SOURCE DOCUMENT.
I want to emphasize two things. First, Asciidoctor has from the very beginning offered up the include processor as an extension point (for GitHub, I might add). That means that GitHub could write code that takes over processing of the include, so there's 0 risk of insecure code that they themselves did not introduce. That doesn't make it easy, to be sure, but that should mitigate the third-party risk argument.

Second, I'm willing to make any reasonable change in Asciidoctor that would further accommodate this feature. So far, I have heard absolutely nothing from GitHub on this issue, which doesn't bode well if we expect to make any progress. My offer stands to work with GitHub if they need me to get this feature implemented. (code, documentation, whatever)

Olivier wrote: An include can include includes which could include the first top-level include.

I don't expect GitHub to use the built-in include processor, but there is protection against this scenario. An include can only go to a fixed number of levels before it's terminated. Most users would be happy with 3-5 levels, if even that.

Olivier wrote: AsciiDoc includes can be URIs, URI includes could be used to perform SSRF attacks in order to explore GitHub's infrastructure in means that shouldn't be allowed.

I would not except these to work on GitHub. They don't even work on Asciidoctor without a command-line / API flag. I think includes that work within the set of repository files is already a huge boon for us AsciiDoc writers.

Olivier wrote: Implementing a hard feature for <1% is not worth the resources (or the risk).

If they went with that argument, then I'd say they don't know the AsciiDoc community very well. AsciiDoc users are bonkers for includes, rightfully so. As Denny points out:

It seems to be effecting many people (including authors of popular tools who are representing thousands of people), as you can tell by the various tickets around this issue.

Collected data entries.
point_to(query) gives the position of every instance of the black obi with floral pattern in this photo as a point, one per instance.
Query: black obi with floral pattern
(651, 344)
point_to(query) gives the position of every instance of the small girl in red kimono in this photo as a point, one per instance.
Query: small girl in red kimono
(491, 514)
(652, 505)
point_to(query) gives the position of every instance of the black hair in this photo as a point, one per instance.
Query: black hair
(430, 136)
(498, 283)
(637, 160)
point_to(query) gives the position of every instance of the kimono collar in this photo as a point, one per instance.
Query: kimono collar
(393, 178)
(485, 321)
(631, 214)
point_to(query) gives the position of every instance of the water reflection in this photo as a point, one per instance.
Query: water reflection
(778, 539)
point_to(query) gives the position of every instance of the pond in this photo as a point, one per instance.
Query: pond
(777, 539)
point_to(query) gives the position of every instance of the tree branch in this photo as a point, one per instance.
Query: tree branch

--

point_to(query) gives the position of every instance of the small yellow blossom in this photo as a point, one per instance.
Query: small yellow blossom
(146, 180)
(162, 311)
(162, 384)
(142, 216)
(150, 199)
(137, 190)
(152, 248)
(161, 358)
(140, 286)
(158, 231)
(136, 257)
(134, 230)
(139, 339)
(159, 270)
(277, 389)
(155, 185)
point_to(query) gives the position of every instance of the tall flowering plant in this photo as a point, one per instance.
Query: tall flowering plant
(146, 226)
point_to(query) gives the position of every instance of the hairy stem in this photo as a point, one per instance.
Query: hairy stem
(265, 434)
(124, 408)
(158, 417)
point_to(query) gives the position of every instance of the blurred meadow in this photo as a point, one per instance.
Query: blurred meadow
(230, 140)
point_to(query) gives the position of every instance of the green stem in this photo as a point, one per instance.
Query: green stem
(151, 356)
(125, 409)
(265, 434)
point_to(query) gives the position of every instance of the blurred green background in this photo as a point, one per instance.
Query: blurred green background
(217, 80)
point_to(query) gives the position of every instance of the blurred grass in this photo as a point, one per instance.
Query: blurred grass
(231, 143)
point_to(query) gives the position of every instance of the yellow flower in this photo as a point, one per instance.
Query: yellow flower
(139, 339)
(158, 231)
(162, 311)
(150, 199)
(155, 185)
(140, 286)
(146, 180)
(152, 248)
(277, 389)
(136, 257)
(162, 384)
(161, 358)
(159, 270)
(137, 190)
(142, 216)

SET PROBLEM 1.
According to the thread on AsciiDoc includes, why would GitHub face no risk of insecure code it did not introduce itself? Answer in one to three sentences.
SET PROBLEM 2.
Print the part of the thread that opens with the words containing "Olivier wrote: Implementing" and closes with "around this issue.".

CORRECT OUTPUT 1.
Asciidoctor has always offered the include processor as an extension point. GitHub could therefore write its own code to take over processing of the include, so any code handling includes would be GitHub's own.

CORRECT OUTPUT 2.
Olivier wrote: Implementing a hard feature for <1% is not worth the resources (or the risk).

If they went with that argument, then I'd say they don't know the AsciiDoc community very well. AsciiDoc users are bonkers for includes, rightfully so. As Denny points out:

It seems to be effecting many people (including authors of popular tools who are representing thousands of people), as you can tell by the various tickets around this issue.